Goal of the exercise.
Put the lines below, from the one containing "Reviewer note. Check that every instance of the green leaf" through the end of the records, into a Markdown table with a Row column holding a running number and a Line column holding the line, skipping blank lines. Include only that stretch.

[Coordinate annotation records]
********************

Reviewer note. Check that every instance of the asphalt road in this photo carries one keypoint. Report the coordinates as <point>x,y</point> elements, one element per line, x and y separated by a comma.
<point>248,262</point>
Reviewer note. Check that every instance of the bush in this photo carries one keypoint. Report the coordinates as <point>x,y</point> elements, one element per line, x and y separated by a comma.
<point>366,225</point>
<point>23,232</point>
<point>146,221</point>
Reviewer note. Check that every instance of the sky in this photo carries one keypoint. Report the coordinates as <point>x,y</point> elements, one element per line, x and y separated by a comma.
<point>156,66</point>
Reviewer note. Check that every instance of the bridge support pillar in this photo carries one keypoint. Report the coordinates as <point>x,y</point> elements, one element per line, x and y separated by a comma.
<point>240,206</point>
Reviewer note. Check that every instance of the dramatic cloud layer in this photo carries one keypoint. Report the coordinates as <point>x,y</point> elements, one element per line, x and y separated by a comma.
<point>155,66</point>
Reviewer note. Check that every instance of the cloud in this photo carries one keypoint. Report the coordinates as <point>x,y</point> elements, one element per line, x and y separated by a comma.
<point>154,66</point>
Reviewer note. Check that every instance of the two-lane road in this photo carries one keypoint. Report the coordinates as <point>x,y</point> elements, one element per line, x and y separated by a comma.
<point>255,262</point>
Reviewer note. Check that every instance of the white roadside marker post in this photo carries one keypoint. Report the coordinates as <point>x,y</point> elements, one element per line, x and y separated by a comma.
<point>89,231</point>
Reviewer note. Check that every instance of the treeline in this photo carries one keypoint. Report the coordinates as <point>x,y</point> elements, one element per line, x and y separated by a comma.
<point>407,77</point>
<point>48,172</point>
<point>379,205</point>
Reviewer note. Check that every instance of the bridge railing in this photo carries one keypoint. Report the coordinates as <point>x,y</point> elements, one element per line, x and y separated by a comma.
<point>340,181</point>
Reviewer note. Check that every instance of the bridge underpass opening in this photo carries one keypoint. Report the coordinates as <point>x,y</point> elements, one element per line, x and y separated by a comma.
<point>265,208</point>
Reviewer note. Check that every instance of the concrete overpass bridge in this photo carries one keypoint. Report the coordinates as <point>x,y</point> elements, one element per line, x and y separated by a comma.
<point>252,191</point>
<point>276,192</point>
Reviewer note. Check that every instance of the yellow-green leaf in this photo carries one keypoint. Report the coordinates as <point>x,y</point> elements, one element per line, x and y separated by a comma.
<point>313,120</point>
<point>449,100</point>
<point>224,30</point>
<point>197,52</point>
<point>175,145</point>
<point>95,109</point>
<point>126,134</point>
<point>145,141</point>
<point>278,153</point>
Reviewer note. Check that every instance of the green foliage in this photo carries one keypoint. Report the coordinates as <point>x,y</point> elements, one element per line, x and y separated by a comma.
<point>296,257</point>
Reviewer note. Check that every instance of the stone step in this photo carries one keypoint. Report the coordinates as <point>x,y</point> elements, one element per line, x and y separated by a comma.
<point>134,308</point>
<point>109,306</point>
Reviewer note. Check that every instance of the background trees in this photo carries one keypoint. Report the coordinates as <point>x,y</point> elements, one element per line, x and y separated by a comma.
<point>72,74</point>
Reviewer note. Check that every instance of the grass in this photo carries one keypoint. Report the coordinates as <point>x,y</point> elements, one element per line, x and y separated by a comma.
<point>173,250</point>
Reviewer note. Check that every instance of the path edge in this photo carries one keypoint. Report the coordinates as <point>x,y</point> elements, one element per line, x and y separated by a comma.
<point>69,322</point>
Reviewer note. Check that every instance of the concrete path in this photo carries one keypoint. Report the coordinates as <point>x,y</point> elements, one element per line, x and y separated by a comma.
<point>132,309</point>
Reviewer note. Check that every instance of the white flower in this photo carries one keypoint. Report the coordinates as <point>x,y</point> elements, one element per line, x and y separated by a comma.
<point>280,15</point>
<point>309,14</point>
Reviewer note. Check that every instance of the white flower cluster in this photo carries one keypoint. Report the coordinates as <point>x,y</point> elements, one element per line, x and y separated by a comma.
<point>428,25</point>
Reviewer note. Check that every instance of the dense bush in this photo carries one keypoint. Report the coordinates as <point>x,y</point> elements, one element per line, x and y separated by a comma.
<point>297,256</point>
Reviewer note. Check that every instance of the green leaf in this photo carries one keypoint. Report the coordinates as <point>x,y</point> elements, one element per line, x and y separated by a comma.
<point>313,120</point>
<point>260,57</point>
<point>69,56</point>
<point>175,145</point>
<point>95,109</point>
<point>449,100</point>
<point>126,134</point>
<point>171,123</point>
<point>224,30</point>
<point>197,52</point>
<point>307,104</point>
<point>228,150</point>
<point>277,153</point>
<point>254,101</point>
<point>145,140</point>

********************

Task result.
| Row | Line |
|---|---|
| 1 | Reviewer note. Check that every instance of the green leaf in this photo carries one keypoint. Report the coordinates as <point>x,y</point> elements, one element per line, x and y separated by a comma. |
| 2 | <point>313,120</point> |
| 3 | <point>260,57</point> |
| 4 | <point>69,56</point> |
| 5 | <point>175,145</point> |
| 6 | <point>95,109</point> |
| 7 | <point>449,100</point> |
| 8 | <point>126,134</point> |
| 9 | <point>171,123</point> |
| 10 | <point>224,30</point> |
| 11 | <point>197,52</point> |
| 12 | <point>307,104</point> |
| 13 | <point>228,150</point> |
| 14 | <point>277,153</point> |
| 15 | <point>254,101</point> |
| 16 | <point>145,140</point> |